## WHAT IS ASKED
Write out each of the following records word for word, leaving every line unchanged.

A series of records
Start

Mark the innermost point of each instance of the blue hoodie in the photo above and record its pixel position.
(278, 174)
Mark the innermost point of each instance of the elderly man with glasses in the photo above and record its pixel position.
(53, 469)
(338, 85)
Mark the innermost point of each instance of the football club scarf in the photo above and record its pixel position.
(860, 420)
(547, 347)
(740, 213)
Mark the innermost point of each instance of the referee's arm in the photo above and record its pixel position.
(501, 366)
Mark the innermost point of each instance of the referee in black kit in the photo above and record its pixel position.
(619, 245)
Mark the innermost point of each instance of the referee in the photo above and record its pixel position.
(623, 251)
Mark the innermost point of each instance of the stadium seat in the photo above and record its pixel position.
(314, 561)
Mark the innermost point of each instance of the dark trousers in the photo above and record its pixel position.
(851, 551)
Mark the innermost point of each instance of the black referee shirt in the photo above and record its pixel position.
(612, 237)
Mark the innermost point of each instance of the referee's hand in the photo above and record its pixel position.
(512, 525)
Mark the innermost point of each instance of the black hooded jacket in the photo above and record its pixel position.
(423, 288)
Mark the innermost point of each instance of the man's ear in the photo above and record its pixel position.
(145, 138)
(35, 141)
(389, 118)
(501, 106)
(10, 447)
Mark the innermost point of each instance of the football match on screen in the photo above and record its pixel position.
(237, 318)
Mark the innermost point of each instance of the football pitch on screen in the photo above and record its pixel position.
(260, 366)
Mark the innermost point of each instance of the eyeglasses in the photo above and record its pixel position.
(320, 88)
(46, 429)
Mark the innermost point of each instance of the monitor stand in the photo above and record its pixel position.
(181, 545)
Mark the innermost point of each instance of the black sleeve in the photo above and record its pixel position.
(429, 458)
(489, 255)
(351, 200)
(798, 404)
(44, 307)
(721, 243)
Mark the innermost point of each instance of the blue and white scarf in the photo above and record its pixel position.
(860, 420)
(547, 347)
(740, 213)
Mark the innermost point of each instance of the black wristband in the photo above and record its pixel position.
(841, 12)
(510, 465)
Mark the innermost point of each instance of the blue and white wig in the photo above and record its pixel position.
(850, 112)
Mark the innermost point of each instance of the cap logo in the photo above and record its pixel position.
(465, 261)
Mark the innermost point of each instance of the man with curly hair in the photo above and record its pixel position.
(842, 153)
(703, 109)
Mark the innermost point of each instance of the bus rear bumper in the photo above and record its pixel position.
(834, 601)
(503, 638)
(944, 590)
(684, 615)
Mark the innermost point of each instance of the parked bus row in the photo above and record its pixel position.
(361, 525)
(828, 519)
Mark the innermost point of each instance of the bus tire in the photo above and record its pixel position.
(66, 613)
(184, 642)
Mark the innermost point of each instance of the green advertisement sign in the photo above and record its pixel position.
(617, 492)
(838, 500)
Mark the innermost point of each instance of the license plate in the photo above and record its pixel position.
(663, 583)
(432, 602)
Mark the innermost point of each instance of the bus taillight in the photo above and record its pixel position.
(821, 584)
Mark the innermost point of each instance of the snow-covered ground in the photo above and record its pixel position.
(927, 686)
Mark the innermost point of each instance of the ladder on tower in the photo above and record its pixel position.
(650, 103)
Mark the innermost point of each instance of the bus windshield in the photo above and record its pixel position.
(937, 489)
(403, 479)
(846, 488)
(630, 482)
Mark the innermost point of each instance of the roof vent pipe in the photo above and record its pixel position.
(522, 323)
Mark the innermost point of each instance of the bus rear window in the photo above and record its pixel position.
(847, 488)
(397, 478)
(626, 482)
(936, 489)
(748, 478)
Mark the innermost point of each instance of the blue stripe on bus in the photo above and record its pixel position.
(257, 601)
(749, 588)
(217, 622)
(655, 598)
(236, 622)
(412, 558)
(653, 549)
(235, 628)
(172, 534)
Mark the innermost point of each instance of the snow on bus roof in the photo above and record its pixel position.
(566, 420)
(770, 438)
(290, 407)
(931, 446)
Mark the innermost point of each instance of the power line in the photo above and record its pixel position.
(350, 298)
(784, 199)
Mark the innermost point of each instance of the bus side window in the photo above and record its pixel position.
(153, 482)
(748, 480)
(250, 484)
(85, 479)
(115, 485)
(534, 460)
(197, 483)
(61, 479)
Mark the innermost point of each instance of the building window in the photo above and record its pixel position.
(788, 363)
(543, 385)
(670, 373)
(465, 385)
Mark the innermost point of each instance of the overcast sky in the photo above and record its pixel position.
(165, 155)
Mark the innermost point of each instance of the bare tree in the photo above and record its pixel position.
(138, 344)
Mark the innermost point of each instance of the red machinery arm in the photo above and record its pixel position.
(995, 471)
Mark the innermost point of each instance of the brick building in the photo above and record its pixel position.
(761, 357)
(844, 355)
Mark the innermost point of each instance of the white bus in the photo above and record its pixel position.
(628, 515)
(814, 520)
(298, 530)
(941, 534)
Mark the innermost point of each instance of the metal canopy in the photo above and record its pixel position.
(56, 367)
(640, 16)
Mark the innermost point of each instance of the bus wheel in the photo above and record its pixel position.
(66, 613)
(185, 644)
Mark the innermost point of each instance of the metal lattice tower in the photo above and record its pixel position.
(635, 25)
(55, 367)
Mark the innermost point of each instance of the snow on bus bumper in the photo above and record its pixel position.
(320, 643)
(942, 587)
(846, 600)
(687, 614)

End

## WRITTEN RESPONSE
Mark the innermost point of each instance of the blue hoodie in the photo above and record its pixel position.
(278, 174)
Mark the innermost point of each instance of the elderly man with glasses in the photo above and record its pixel position.
(53, 469)
(338, 85)
Mark the innermost point of each instance of the football club scarf in the photo above and record its pixel position.
(860, 420)
(547, 347)
(740, 213)
Mark the innermost point of each instance of the referee's arm in the photo above and record its pixel position.
(501, 366)
Mark the innermost point of each instance of the referee in black kit in the photo above and record its pixel position.
(619, 245)
Mark the innermost point of each instance of the referee in the photo above and record its pixel position.
(623, 251)
Mark the innermost point of each instance of the stadium seat in the photo above and record its pixel position.
(314, 561)
Mark the innermost point of each instance of the dark trousers in the photo above and record its pixel position.
(851, 551)
Mark the innermost point of each instance of the black referee shirt in the photo above and record its pixel position.
(612, 237)
Mark the innermost point of each instance of the referee's hand in the photo above and record its pixel position.
(512, 525)
Mark the innermost point of each instance of the black hooded jacket in the photo above and record its pixel position.
(423, 288)
Mark the innermost point of each instance of the man's ear in the photo above and record its pixel position.
(145, 138)
(35, 141)
(389, 118)
(501, 106)
(10, 447)
Mark the innermost point of each instance of the football match on screen in the photo above and record its pixel position.
(237, 318)
Mark the innermost point of each instance of the football pitch on screen in the photo above and record its pixel position.
(260, 366)
Mark the innermost point of each instance of the eyeglasses in the photo above and record its pixel position.
(320, 88)
(46, 429)
Mark the innermost point of each instance of the monitor stand in the photo above and record its pixel position.
(181, 545)
Mark the innermost point of each instance of the black sleeve in the photo above and record its pixel position.
(429, 458)
(489, 255)
(351, 200)
(798, 404)
(44, 307)
(721, 243)
Mark the innermost point of each instance of the blue and white scarf in the photo above and record its pixel position.
(860, 420)
(547, 347)
(740, 213)
Mark the innermost point of each instance of the black wristband in the photo above and record its pixel position.
(841, 12)
(510, 465)
Mark the innermost point of each instance of the blue and white wig in the photo above and record its pixel position.
(850, 112)
Mark the innermost point of each instance of the cap logo in the photo above and record its pixel position.
(465, 261)
Mark the innermost point of each instance of the man with curly hair in the photo above and record its pixel position.
(842, 153)
(703, 109)
Mark the innermost point of each instance of the bus rear bumper in the photo above and record its pixel position.
(834, 601)
(503, 638)
(944, 590)
(684, 615)
Mark the innermost point of each instance of the parked bus row in the photo above and record its pixel position.
(361, 525)
(828, 519)
Mark the innermost point of each instance of the bus tire in the photo above and record its pixel position.
(66, 613)
(184, 642)
Mark the innermost point of each instance of the green advertisement sign in the photo above and record its pixel position.
(617, 492)
(838, 500)
Mark the innermost point of each instance of the license plate in the photo above and record its pixel position.
(663, 583)
(432, 602)
Mark the innermost point of each instance of the bus taillight in the photo above and record its pixel position.
(821, 584)
Mark the innermost point of each instance of the snow-covered ground in the photo above and record its pixel position.
(927, 686)
Mark the innermost point of each instance of the ladder on tower in the photo above and record its pixel position.
(650, 103)
Mark the innermost point of each instance of the bus windshield in the photo above and record its pixel position.
(937, 489)
(403, 479)
(846, 488)
(630, 482)
Mark the innermost point of each instance of the roof vent pipe in the photo above and record its pixel position.
(522, 323)
Mark the innermost point of each instance of the bus rear window in the photo above and record its pixel position.
(847, 488)
(397, 478)
(626, 482)
(936, 489)
(748, 478)
Mark the innermost point of each instance of the blue stripe on bus in the photo above and record its pixel position.
(257, 601)
(749, 588)
(217, 622)
(655, 598)
(236, 622)
(412, 558)
(653, 549)
(235, 628)
(172, 534)
Mark the innermost point of each instance of the snow on bus roof in the photo above and record its pixel position.
(566, 420)
(770, 438)
(290, 407)
(931, 446)
Mark the innermost point of each instance of the power line in the photo above and record its pixel position.
(350, 298)
(784, 199)
Mark the innermost point of each instance of the bus side window in the photo above and record its pixel position.
(153, 482)
(748, 480)
(250, 484)
(85, 479)
(115, 485)
(534, 460)
(197, 483)
(61, 479)
Mark the innermost point of each instance of the building window in the photo above and record its pixel position.
(788, 363)
(543, 385)
(670, 373)
(465, 385)
Mark the innermost point of each instance of the overcast sky in the photo above and record its pixel position.
(165, 155)
Mark the innermost point of each instance of the bare tree in the photo above and record its pixel position.
(138, 344)
Mark the innermost point of each instance of the red machinery arm in the photo above and record its pixel position.
(995, 471)
Mark the innermost point of each instance of the brick building in the photo above and record its pixel position.
(761, 357)
(844, 355)
Mark the innermost point of each instance of the white bus in the photo above and record its pixel position.
(628, 515)
(814, 520)
(298, 530)
(941, 534)
Mark the innermost point of each instance of the metal canopy in the photo above and record its pixel position.
(56, 367)
(640, 16)
Mark the innermost point of each instance of the bus wheel in the photo above and record its pixel position.
(66, 613)
(185, 644)
Mark the innermost point of each instance of the metal lattice tower in the photo above and record its pixel position.
(635, 25)
(55, 367)
Mark the innermost point of each instance of the snow on bus bumper in the photo above and record its pixel position.
(320, 643)
(942, 587)
(846, 600)
(687, 614)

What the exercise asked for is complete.